- _Work required_:
Update everything from the line containing "Locate the wooden pier" down to the end of the material, changing "Locate" to "Find" and leaving all else as it stands.

-- BEGIN Records provided --

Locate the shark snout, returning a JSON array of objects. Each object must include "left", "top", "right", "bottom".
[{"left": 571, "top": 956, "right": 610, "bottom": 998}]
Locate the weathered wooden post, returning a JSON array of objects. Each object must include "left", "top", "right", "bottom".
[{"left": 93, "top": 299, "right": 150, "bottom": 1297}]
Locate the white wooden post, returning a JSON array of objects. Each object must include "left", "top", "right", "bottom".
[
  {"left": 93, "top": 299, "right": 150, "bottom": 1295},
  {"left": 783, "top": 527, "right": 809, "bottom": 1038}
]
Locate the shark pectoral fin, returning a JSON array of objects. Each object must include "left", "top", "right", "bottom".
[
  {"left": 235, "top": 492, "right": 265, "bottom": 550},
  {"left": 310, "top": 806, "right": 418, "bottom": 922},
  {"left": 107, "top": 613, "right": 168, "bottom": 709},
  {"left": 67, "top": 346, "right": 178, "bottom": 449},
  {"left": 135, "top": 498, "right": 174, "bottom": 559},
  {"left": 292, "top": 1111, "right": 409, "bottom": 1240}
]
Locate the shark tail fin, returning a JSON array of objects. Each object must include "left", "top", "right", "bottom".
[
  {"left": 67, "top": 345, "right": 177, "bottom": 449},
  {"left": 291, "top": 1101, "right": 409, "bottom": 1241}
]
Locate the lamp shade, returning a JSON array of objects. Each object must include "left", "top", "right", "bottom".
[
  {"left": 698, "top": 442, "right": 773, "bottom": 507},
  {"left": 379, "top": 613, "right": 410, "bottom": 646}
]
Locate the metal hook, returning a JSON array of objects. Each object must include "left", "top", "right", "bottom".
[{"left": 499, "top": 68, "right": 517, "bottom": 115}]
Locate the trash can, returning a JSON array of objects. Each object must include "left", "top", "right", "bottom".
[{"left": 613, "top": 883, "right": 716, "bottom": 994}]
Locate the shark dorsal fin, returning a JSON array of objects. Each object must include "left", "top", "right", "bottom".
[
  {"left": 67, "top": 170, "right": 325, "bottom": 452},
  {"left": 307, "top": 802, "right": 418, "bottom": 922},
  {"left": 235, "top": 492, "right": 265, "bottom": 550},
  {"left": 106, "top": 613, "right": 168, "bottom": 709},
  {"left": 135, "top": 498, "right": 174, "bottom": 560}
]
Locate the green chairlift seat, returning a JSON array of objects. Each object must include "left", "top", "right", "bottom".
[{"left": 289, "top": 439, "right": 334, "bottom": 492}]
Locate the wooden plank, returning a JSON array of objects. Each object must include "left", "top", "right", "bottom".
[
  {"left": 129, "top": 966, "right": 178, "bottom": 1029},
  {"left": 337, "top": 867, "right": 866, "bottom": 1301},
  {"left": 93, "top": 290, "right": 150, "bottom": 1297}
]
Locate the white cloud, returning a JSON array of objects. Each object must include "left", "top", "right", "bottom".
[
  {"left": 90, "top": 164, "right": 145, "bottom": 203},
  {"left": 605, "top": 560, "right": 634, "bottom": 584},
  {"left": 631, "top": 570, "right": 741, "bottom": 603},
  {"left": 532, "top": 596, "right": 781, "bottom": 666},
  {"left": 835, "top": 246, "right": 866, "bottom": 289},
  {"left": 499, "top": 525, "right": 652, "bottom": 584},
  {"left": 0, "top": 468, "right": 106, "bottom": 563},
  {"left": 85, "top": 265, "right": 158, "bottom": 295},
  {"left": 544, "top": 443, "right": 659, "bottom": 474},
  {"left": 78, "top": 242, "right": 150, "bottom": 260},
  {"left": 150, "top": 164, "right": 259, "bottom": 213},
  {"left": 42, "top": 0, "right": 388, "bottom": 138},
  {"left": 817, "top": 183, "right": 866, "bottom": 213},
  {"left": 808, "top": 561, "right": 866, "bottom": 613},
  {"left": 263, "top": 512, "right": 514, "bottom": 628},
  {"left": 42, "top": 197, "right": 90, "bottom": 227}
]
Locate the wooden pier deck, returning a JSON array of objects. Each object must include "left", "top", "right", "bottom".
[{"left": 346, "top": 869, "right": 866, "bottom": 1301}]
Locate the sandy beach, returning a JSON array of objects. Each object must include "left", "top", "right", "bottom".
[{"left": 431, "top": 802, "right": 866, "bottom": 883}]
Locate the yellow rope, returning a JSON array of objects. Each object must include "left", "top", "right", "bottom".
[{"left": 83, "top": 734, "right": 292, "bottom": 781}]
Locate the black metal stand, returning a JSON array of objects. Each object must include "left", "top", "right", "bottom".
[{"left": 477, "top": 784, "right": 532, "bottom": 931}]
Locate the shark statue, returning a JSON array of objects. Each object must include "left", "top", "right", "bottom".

-- END Records provided --

- _Final answer_:
Find the wooden pier deck, returning a JSON array of objects. Each object must include "left", "top", "right", "bottom".
[{"left": 346, "top": 869, "right": 866, "bottom": 1301}]
Find the sandy beach, returning a JSON array of objects. Each object must include "left", "top", "right", "bottom".
[{"left": 431, "top": 802, "right": 866, "bottom": 883}]
Find the yellow rope, returning a JSON array of objects. Each object must include "left", "top", "right", "bottom".
[{"left": 83, "top": 734, "right": 292, "bottom": 781}]
Find the black metal stand, returning a JSON array of objects. Each object must include "left", "top", "right", "bottom".
[{"left": 477, "top": 784, "right": 532, "bottom": 931}]
Find the shark statue, returning a JSON array of objects. Each object must include "left", "top", "right", "bottom".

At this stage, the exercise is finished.